List every percentage given in the passage on emergency call-taker wording below, and state what each one measures.

------ Given passage ------

Aim Clear and efficient communication between emergency caller and call-taker is crucial to timely ambulance dispatch. Within the Medical Priority Dispatch System,1 the first opportunity that callers have of describing the situation is after the scripted prompt “okay, tell me exactly what happened”. However, in 60% cases, call-takers introduce a slight linguistic variation (what’s happened v. what happened). This study analyses the effect of this change on the way callers describe the emergency.

Methods Using a mixed-methods analysis combining Conversation Analysis and Corpus Linguistics, we analysed 184 calls from paramedic-confirmed out-of-hospital cardiac arrests in Perth (Western Australia) in 2014–2015. We coded each call for its use of tense in the prompt and the format of the response as either a report (focusing on symptoms) or a narrative2 (containing irrelevant background details) and we timed the callers’ responses.

Results The use of report response was much more frequent when call-takers chose the present perfect (what’s happened) rather than the simple past (what happened) (72% v. 43%, p<0.0001). We found that the median length of caller response was significantly shorter when it was structured as a report rather than a narrative (9 v. 18 s, p<0.0001). Reports unfolded more efficiently over a median of 3 turns (v. 6 for narratives, p<0.0001).

Conclusion A change of tense can impact how efficiently callers describe a time-critical emergency. Our results suggest that a better understanding of linguistic and interactional dynamics can improve dispatch performance.

------ Given information ------

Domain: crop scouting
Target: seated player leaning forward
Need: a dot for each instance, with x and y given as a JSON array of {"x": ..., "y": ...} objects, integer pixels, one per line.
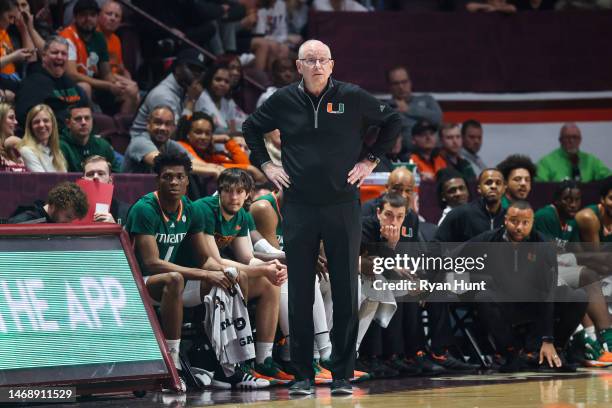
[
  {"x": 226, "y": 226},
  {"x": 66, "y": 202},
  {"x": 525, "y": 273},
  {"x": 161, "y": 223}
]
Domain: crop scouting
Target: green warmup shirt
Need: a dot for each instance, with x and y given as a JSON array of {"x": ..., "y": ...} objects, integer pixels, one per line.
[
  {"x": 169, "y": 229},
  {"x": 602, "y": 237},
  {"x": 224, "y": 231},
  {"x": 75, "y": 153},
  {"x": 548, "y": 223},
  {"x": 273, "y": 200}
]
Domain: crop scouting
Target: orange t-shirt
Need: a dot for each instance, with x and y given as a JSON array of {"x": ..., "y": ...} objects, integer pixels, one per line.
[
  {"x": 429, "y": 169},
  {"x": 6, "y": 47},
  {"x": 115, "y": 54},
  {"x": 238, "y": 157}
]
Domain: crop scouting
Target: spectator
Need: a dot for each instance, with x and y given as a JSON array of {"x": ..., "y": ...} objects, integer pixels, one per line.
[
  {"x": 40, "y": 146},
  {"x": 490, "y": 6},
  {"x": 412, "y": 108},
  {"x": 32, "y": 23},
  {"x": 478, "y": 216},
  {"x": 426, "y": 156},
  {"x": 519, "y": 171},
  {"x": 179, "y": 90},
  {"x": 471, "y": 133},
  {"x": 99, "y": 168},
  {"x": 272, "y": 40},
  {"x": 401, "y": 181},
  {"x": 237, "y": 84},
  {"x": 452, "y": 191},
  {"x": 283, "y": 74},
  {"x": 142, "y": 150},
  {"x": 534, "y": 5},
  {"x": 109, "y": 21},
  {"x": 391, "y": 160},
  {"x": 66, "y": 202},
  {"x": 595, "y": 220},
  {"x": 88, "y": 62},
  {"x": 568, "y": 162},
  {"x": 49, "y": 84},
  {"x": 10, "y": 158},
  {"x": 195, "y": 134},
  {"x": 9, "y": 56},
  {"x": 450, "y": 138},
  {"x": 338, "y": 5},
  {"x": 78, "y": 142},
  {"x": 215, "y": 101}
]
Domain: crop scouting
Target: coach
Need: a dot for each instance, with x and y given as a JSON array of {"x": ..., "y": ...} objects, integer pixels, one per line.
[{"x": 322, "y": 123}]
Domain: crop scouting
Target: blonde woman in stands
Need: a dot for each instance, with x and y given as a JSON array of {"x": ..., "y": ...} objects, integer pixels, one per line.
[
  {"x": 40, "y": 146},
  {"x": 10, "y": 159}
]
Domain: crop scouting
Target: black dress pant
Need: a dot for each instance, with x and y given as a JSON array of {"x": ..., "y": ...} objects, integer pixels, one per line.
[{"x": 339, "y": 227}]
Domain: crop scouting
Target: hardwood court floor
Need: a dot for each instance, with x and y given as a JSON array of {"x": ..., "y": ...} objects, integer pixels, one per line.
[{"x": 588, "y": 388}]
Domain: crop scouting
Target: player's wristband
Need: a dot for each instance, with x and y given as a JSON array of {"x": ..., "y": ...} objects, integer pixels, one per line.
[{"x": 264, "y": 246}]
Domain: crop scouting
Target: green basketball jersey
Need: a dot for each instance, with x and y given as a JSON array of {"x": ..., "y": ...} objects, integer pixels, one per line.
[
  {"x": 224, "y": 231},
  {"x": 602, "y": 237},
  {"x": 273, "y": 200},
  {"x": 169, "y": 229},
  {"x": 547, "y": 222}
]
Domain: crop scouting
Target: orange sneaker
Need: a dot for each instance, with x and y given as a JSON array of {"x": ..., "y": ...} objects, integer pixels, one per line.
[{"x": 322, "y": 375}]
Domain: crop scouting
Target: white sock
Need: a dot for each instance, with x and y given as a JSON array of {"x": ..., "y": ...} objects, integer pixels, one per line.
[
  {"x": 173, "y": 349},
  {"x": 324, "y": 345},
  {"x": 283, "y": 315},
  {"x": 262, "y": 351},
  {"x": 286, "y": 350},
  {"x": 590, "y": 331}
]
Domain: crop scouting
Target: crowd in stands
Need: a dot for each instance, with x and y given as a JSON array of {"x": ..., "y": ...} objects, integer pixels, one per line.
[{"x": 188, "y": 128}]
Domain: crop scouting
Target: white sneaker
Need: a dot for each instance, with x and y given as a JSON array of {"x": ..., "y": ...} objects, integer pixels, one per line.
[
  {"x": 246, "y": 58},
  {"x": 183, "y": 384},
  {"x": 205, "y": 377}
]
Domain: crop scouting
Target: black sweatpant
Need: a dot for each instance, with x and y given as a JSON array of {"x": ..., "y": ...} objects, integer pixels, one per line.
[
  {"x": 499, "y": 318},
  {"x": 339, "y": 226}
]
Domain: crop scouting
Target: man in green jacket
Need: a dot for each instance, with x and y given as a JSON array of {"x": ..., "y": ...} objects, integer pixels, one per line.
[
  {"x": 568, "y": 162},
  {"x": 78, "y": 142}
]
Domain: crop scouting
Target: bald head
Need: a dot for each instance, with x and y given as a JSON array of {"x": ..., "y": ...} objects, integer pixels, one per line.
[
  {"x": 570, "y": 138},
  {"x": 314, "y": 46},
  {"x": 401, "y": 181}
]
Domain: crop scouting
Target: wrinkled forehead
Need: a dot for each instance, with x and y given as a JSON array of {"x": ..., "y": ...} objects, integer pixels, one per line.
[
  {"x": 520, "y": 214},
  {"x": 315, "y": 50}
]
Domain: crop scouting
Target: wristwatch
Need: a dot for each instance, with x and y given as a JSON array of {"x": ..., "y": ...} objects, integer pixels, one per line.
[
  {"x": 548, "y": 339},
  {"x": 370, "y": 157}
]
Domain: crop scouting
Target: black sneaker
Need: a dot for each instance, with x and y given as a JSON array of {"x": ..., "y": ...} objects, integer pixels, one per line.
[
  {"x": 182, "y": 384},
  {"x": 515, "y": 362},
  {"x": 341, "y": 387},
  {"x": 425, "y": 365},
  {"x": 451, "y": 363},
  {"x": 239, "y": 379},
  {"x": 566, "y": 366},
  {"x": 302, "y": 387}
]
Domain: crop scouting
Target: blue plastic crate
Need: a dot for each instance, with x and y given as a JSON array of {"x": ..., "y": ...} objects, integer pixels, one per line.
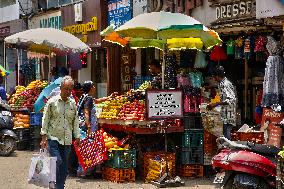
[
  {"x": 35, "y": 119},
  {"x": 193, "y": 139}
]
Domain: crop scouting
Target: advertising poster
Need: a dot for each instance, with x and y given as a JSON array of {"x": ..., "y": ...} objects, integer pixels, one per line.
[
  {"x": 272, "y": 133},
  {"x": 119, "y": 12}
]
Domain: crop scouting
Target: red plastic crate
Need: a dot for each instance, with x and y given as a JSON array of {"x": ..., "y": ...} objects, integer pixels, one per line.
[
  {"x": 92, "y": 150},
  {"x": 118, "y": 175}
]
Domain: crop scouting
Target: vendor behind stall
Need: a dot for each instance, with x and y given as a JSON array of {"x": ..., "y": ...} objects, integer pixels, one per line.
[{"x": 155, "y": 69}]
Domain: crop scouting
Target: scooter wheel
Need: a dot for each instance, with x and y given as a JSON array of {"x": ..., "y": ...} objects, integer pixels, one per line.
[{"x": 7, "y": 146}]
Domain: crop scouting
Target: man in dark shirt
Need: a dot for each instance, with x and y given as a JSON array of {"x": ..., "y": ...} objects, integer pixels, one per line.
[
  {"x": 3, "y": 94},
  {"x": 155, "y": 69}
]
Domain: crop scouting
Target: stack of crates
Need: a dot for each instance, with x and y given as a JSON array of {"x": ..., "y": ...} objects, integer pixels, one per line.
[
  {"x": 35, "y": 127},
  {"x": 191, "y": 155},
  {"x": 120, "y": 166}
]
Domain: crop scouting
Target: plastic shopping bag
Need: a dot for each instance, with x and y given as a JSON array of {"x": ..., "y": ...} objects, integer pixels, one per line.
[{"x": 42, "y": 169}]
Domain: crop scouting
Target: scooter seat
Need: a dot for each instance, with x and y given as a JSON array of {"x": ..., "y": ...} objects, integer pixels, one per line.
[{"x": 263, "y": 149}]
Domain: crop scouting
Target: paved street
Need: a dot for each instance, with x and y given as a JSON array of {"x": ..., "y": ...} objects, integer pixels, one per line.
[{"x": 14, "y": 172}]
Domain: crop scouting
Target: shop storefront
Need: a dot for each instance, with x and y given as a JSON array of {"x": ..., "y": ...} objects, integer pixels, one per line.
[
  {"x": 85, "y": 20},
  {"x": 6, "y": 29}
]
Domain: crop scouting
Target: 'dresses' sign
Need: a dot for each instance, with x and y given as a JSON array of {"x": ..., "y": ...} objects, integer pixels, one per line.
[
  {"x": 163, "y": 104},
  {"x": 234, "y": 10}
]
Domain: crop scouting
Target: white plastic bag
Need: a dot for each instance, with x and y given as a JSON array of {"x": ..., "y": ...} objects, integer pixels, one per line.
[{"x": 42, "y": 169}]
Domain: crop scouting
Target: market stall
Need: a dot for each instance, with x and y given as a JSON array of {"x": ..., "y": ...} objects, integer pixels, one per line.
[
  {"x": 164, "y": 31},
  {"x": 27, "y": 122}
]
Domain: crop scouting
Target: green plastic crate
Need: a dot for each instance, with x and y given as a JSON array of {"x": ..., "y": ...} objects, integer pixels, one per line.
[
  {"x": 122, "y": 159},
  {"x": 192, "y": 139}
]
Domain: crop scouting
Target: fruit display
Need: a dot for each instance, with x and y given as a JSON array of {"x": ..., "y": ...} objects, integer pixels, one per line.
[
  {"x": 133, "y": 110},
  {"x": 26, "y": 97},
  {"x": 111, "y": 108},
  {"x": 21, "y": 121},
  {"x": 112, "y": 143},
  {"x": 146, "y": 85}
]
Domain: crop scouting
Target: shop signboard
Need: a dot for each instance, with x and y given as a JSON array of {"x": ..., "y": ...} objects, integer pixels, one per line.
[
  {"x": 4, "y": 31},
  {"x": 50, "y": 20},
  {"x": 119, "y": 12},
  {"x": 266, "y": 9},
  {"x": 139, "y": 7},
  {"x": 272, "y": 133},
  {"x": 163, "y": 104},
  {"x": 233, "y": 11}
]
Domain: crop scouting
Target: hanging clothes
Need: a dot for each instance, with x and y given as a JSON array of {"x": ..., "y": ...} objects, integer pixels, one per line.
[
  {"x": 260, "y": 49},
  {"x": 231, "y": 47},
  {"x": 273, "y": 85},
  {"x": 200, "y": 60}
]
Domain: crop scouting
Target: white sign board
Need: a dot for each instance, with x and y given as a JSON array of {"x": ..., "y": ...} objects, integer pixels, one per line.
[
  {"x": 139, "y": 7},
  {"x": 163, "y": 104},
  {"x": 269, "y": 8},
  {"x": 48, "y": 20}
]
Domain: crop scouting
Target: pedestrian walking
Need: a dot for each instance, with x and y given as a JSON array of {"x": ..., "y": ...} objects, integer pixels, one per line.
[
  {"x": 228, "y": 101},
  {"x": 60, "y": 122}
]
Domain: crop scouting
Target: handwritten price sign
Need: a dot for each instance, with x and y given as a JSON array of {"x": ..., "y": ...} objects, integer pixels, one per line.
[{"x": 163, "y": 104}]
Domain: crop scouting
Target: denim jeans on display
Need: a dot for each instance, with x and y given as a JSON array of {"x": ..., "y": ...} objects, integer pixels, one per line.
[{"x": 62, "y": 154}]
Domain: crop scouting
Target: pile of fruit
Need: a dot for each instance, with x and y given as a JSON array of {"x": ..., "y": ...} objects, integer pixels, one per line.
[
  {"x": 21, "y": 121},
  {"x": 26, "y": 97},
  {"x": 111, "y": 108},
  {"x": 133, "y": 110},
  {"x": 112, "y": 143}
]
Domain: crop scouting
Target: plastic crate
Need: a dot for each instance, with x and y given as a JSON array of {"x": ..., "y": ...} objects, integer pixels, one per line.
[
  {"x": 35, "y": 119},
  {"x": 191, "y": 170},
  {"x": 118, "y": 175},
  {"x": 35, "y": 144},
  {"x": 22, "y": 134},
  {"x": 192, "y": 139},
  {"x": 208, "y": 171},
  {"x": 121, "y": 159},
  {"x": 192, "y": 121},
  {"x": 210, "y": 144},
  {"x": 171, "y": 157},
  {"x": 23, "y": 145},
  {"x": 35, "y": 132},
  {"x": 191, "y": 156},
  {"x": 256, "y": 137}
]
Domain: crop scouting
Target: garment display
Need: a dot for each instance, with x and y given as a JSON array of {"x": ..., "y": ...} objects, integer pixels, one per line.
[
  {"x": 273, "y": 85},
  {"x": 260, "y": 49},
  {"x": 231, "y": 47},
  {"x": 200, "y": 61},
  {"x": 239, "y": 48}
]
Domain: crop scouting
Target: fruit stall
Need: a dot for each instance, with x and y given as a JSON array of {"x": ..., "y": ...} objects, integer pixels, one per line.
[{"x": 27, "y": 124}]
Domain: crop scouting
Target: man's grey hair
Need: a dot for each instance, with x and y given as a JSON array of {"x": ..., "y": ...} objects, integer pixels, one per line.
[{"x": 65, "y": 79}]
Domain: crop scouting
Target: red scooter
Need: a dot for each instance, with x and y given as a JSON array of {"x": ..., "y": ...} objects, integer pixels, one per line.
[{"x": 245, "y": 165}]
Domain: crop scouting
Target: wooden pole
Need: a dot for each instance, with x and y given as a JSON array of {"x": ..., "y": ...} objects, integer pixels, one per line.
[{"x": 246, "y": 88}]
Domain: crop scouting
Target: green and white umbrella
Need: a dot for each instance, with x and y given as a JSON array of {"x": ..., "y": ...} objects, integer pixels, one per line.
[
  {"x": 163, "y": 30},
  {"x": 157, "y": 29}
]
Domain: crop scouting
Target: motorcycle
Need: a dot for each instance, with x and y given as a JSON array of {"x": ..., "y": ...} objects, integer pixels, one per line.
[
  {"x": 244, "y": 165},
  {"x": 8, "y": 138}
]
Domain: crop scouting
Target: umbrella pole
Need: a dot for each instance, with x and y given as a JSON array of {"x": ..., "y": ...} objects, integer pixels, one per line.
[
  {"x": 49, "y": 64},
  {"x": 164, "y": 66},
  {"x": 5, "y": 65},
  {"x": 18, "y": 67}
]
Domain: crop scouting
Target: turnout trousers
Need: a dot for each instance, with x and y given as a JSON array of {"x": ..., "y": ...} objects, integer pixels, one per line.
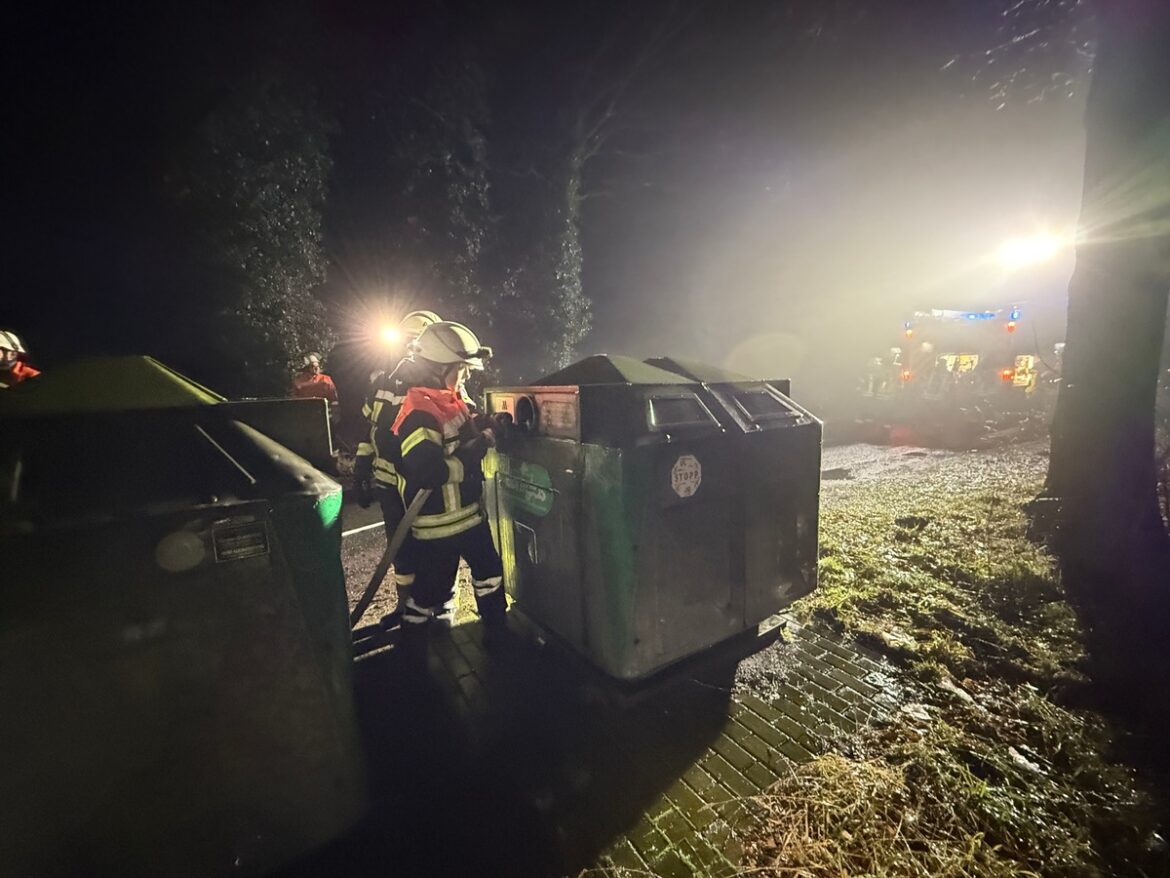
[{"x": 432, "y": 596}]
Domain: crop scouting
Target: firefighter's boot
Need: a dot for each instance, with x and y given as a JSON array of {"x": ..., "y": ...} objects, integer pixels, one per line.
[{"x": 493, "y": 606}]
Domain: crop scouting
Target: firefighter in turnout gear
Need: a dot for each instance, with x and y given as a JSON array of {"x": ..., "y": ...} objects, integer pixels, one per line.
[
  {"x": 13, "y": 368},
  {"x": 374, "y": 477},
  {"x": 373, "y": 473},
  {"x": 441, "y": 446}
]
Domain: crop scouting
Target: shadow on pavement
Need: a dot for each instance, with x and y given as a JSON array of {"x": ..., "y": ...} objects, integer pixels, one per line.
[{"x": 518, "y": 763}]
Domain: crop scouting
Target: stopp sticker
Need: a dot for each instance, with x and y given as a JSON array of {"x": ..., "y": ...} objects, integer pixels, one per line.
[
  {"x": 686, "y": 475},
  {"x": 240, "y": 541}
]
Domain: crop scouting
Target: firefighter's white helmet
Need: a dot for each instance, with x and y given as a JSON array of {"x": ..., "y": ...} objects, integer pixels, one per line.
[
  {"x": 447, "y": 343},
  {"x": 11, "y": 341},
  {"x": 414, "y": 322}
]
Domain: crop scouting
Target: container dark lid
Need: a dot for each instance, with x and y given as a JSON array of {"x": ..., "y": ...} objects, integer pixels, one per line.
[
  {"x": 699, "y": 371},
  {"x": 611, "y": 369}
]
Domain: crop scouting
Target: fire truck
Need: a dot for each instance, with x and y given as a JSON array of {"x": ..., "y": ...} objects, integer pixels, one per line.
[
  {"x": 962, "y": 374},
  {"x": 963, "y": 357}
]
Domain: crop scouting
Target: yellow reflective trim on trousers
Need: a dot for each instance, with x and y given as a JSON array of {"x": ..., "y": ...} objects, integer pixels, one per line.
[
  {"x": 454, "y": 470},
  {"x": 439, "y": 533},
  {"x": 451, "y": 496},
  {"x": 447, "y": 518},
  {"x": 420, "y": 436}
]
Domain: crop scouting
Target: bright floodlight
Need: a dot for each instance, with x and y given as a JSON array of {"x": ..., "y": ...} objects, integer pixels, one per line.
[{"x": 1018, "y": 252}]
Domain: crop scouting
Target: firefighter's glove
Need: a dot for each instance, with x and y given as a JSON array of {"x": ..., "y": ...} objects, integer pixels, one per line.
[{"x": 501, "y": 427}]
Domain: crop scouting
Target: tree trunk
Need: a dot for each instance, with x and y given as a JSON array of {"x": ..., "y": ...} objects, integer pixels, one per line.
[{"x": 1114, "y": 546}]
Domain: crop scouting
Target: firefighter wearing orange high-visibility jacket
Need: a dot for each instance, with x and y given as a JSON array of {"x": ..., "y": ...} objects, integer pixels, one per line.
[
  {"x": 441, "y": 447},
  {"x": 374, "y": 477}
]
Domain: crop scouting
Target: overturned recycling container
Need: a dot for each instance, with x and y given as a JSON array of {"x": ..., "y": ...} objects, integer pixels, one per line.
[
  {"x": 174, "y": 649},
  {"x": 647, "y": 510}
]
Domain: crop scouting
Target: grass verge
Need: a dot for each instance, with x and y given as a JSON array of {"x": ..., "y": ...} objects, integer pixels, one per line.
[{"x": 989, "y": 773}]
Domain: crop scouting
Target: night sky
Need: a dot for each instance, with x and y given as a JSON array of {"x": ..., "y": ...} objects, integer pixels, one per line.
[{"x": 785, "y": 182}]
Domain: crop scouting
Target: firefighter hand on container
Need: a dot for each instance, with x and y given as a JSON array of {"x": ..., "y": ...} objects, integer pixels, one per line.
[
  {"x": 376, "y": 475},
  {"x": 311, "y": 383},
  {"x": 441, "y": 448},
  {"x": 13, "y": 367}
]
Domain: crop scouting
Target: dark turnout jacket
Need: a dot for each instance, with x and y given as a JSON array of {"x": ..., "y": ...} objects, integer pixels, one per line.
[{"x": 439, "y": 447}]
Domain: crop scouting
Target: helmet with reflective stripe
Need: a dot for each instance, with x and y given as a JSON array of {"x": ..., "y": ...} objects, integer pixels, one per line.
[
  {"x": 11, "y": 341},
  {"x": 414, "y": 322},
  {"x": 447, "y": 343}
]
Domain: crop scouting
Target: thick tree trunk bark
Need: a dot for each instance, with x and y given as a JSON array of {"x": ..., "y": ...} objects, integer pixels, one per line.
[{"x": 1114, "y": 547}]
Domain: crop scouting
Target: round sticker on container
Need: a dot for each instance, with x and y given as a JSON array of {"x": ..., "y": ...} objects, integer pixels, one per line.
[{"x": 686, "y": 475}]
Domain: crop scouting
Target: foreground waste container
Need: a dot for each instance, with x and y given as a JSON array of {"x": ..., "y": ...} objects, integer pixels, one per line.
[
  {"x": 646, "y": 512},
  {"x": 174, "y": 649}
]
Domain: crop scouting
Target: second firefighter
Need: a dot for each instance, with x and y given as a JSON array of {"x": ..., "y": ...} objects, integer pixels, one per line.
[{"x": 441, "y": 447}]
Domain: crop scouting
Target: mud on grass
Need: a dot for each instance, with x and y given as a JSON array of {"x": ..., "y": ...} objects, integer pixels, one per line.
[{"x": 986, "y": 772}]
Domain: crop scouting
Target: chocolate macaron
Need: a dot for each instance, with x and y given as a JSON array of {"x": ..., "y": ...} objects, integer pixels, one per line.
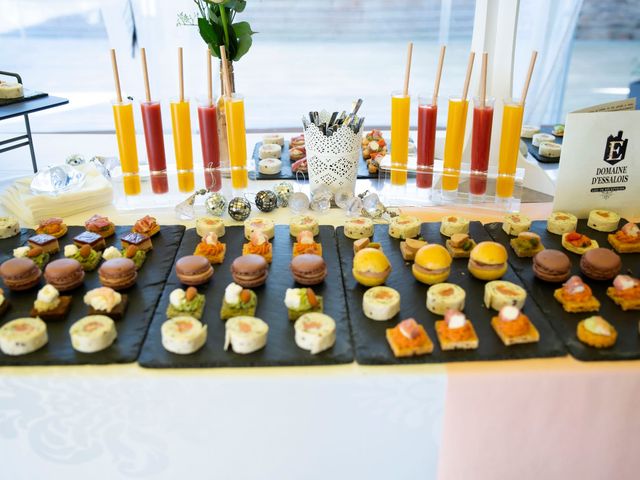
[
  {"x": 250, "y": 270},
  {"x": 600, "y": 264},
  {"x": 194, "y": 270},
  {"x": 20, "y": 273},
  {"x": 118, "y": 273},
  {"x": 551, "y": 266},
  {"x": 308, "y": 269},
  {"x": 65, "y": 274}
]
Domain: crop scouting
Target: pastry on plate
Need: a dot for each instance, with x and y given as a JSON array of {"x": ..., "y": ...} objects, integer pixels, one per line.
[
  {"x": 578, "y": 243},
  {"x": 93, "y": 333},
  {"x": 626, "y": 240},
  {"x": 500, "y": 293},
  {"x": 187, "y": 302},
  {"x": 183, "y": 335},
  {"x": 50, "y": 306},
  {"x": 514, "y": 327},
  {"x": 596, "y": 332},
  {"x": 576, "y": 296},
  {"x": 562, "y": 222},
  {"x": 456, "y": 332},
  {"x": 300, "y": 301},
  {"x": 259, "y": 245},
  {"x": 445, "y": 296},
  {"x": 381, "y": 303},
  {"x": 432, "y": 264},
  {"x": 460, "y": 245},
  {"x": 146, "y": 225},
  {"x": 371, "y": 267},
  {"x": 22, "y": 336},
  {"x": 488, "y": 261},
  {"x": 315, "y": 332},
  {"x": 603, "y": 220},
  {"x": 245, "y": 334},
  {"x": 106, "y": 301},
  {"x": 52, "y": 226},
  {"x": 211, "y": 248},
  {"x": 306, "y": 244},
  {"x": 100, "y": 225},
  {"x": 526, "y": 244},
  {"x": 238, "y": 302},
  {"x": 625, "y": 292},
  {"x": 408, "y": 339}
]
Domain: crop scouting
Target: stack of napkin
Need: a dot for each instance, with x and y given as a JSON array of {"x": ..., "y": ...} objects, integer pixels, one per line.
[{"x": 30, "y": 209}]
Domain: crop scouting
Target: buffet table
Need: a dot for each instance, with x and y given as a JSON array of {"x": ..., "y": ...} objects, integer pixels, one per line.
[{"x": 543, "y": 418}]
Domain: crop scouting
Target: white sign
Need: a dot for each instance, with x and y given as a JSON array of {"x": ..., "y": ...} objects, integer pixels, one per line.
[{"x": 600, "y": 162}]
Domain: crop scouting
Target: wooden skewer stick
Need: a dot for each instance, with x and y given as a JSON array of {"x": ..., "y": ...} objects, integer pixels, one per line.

------

Expected answer →
- 60%: the share of cases in which call-takers introduce a slight linguistic variation to the scripted prompt ("what's happened" instead of "what happened").
- 72%: how often callers gave a report response when call-takers used the present perfect ("what's happened").
- 43%: how often callers gave a report response when call-takers used the simple past ("what happened").